# EXERCISE DESCRIPTION
Give back exactly the lines spanning from the one containing "Target: wooden door" to the final line of the records below, and no others.

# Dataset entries
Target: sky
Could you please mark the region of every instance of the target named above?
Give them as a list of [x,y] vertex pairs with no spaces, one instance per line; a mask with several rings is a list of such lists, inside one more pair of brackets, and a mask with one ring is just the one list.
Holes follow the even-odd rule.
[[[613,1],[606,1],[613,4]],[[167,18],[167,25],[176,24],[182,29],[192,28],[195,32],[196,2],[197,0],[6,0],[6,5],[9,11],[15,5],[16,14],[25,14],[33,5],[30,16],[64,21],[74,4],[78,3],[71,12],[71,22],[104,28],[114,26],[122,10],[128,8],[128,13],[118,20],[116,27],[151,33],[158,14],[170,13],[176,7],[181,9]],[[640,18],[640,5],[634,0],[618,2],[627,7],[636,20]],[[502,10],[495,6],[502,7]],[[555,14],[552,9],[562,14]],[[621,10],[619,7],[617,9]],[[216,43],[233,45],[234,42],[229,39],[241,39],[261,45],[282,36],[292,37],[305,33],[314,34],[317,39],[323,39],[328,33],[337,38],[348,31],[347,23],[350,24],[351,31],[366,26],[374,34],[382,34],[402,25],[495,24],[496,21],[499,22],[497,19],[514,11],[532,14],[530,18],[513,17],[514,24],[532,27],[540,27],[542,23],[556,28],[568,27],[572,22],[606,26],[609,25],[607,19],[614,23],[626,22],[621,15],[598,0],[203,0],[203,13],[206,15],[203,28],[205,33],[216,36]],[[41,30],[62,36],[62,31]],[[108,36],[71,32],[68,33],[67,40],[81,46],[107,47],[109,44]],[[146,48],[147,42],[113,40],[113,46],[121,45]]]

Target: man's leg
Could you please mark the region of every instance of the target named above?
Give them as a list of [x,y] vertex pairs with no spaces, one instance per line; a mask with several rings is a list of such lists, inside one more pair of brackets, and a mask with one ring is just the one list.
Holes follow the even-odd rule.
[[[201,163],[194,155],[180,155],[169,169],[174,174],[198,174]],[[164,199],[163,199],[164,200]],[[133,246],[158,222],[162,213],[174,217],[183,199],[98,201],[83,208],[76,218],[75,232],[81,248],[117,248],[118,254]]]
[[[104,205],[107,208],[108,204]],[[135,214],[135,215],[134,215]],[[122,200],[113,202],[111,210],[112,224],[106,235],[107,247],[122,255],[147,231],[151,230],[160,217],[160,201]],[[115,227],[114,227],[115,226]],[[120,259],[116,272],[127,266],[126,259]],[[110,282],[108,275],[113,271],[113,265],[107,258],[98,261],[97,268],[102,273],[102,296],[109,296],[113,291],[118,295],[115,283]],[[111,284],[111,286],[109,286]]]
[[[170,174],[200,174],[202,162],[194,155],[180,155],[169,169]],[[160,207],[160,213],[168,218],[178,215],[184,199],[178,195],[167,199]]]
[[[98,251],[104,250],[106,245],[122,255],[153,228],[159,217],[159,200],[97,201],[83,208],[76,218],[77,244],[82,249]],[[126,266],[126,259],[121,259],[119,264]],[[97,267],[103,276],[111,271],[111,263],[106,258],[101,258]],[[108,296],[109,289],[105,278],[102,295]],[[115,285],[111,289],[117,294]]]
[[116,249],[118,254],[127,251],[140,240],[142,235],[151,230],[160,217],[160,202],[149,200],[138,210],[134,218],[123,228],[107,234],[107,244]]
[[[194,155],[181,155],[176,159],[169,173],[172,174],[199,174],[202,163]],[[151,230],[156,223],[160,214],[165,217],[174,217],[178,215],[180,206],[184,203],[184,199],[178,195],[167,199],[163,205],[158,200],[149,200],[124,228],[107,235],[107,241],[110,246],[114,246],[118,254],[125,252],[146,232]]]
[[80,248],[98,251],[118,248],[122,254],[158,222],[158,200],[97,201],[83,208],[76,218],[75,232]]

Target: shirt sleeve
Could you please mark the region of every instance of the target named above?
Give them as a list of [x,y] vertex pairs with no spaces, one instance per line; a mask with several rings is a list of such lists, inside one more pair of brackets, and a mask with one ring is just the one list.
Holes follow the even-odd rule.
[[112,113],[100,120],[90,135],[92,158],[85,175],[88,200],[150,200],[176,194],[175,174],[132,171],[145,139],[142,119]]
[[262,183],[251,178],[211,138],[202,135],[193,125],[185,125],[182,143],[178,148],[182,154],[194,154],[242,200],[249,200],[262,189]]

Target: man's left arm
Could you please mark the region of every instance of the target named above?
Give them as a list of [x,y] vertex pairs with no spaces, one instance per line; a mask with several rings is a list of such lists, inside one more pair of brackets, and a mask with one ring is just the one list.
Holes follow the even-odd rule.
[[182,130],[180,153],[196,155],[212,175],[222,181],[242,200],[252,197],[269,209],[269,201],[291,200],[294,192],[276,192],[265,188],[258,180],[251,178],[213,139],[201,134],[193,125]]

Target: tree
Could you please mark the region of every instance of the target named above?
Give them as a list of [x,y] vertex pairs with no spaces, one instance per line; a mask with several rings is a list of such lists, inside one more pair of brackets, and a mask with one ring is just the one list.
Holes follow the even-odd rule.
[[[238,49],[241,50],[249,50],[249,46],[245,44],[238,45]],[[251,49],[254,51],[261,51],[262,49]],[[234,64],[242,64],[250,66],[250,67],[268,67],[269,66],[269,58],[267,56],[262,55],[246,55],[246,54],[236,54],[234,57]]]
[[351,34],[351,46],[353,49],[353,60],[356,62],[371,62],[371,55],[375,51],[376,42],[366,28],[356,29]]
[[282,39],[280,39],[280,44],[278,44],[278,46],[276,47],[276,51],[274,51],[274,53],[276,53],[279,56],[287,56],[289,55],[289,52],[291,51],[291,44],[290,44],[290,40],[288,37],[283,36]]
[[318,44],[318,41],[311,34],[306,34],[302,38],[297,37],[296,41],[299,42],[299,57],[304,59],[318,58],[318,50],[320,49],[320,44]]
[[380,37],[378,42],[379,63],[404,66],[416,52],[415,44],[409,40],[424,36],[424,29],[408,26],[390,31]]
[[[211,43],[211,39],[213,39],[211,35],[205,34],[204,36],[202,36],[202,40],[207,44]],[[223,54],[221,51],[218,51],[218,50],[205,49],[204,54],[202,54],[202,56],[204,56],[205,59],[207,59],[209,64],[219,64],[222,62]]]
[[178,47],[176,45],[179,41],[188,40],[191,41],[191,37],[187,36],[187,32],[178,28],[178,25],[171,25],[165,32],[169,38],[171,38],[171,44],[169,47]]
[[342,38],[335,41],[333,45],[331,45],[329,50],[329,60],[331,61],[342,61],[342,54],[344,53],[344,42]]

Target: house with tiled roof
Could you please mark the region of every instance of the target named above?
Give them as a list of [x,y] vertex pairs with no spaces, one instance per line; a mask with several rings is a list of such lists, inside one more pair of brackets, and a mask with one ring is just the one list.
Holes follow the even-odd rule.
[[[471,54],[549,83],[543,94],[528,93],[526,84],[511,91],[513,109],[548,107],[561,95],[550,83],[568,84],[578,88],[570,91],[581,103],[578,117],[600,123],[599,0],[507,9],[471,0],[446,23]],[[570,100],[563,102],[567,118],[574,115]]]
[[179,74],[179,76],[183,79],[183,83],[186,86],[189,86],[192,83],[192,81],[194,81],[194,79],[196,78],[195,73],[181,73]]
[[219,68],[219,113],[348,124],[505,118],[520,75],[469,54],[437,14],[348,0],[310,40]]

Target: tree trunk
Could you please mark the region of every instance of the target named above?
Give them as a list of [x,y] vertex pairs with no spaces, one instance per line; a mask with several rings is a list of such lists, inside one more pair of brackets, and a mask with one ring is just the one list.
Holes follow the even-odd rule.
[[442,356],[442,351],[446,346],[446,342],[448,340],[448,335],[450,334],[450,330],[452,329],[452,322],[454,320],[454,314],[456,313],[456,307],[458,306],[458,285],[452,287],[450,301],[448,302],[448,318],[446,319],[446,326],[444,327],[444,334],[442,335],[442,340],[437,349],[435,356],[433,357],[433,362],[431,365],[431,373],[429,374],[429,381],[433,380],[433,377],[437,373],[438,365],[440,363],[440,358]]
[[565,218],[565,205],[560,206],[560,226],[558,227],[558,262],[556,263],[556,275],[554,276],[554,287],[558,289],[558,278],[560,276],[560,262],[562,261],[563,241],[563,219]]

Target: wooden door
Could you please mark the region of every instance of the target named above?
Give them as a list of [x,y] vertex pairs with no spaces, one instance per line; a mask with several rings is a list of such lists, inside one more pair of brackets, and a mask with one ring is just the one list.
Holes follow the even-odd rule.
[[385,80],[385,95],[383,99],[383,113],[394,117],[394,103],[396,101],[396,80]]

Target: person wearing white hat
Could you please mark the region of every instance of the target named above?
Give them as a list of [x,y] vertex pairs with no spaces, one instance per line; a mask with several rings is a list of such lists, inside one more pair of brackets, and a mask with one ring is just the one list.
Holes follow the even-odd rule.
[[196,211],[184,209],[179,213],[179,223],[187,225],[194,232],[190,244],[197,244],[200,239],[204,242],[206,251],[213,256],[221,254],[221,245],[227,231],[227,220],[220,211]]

# EXPECTED OUTPUT
Target: wooden door
Could you please mark the region of every instance of the target named above?
Give them as a list of [x,y] vertex pairs with no spaces, one instance per line; a mask with several rings is a list of such lists, inside one more pair of brackets, and a mask with one ring is just the one list.
Holes follow the even-odd rule.
[[385,80],[385,95],[383,99],[383,113],[394,117],[394,103],[396,101],[396,80]]

Target: person wearing white hat
Could you please mark the region of every instance of the target named above?
Give them as a list of [x,y] vertex pairs with no spaces, one instance per line; a mask with several rings is a list of such lists, inside one more pair of brackets, and a mask with one ring is just the one list.
Holes follow the even-odd rule.
[[196,211],[184,209],[179,213],[179,223],[187,225],[194,232],[190,244],[197,244],[200,239],[204,242],[206,251],[213,256],[221,254],[221,245],[227,231],[227,220],[220,211]]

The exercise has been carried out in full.